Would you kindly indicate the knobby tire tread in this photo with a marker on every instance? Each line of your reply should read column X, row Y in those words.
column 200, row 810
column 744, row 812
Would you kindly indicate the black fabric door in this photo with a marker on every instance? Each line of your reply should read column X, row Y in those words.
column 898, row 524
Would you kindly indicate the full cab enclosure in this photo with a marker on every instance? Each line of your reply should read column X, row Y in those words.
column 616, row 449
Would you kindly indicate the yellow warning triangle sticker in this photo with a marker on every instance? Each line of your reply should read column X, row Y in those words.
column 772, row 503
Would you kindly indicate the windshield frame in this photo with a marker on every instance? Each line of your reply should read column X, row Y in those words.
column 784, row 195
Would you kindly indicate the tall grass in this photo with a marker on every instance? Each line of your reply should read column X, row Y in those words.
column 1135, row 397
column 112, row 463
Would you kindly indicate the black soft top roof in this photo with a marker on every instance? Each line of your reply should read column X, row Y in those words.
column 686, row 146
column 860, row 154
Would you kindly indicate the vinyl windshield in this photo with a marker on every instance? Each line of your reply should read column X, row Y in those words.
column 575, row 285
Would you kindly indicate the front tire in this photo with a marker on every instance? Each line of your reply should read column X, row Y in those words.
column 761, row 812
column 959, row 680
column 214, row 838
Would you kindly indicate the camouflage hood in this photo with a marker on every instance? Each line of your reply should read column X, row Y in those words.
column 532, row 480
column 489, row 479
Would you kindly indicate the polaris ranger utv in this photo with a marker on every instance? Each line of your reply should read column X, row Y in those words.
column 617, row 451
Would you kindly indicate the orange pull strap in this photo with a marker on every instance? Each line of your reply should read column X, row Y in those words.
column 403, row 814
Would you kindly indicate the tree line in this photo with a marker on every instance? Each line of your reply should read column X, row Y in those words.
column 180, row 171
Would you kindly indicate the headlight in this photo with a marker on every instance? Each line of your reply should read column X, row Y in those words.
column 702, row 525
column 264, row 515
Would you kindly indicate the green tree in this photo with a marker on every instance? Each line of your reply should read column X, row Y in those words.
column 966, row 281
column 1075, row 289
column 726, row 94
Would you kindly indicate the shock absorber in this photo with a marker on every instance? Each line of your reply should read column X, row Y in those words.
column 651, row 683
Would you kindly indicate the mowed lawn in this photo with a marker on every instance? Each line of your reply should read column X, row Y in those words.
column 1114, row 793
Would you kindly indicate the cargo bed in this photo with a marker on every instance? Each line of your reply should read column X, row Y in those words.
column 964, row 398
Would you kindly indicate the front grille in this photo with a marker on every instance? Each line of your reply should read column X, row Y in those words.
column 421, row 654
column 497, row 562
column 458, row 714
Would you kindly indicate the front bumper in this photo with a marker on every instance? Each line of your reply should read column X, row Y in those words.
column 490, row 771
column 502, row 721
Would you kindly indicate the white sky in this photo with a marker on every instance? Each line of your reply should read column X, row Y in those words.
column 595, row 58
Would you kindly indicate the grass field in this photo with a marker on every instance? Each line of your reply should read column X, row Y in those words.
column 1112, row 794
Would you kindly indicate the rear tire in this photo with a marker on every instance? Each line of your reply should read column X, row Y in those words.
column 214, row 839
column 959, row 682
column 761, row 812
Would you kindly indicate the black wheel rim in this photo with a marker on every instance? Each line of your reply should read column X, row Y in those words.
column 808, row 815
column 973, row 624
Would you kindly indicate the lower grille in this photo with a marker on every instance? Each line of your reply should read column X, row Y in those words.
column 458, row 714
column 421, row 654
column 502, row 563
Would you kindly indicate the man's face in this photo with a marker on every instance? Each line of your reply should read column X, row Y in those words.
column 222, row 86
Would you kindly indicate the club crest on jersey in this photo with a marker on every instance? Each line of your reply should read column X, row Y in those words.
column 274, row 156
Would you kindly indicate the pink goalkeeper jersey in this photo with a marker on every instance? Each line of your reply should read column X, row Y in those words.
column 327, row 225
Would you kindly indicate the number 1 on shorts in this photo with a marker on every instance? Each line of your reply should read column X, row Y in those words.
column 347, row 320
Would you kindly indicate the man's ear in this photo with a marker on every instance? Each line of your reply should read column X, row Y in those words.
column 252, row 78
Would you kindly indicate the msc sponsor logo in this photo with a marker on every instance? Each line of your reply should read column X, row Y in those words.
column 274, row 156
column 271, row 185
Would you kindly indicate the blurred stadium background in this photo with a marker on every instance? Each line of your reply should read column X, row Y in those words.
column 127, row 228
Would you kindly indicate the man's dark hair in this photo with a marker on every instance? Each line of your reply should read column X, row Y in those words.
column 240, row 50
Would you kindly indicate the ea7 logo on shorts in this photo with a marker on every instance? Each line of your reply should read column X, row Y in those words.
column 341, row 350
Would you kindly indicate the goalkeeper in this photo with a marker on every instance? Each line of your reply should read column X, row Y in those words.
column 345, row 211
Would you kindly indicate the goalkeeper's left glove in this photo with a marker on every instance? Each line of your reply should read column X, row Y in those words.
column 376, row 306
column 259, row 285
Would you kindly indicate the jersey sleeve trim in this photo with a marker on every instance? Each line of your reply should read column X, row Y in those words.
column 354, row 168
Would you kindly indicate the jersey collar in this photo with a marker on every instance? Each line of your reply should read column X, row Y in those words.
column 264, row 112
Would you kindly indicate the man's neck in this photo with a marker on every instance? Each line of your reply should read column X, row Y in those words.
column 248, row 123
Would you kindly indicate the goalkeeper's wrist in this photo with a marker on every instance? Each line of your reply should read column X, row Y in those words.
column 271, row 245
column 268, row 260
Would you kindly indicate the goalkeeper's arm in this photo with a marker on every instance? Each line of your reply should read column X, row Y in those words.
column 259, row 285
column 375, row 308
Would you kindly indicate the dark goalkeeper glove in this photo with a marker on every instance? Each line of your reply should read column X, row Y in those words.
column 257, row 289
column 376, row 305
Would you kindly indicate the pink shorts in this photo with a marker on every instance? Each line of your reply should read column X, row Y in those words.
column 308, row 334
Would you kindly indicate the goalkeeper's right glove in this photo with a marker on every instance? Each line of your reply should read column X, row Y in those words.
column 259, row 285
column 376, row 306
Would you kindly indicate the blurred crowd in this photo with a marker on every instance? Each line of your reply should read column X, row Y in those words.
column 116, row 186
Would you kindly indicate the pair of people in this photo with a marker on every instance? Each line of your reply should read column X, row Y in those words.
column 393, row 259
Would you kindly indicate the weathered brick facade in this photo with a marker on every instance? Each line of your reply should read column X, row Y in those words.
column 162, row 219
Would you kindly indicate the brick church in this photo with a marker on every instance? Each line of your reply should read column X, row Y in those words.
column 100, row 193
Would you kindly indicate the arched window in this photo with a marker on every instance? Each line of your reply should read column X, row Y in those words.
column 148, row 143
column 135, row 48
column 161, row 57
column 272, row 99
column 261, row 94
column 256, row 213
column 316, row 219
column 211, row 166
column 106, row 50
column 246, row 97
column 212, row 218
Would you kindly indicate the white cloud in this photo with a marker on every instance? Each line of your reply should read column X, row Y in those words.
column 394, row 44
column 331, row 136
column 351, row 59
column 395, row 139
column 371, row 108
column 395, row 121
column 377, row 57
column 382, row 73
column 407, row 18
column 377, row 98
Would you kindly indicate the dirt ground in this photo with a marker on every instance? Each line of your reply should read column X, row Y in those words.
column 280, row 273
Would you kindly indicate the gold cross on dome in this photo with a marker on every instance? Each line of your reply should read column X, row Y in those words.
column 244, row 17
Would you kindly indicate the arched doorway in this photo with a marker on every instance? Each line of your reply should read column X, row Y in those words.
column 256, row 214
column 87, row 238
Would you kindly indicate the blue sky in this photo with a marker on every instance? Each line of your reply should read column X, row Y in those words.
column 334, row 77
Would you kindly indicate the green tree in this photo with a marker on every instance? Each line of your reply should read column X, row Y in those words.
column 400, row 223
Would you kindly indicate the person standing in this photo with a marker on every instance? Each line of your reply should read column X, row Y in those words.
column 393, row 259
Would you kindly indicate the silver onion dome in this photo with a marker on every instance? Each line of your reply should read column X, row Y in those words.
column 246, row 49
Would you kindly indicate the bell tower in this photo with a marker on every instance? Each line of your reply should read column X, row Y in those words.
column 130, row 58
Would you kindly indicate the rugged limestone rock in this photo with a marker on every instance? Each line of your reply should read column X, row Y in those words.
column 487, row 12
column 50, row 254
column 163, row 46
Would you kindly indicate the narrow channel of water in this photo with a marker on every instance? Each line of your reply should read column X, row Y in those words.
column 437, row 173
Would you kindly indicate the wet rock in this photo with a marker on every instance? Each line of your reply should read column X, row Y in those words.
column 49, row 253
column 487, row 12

____

Directions: Copy the entries from the line containing "Would you kindly indicate the full" through the line containing "column 616, row 449", substituting "enclosed cab" for "full cab enclosure" and changing nothing else.

Expected answer:
Would you kindly indicate the enclosed cab in this photo with a marker on every instance? Each line of your reply should read column X, row Y in those words.
column 616, row 449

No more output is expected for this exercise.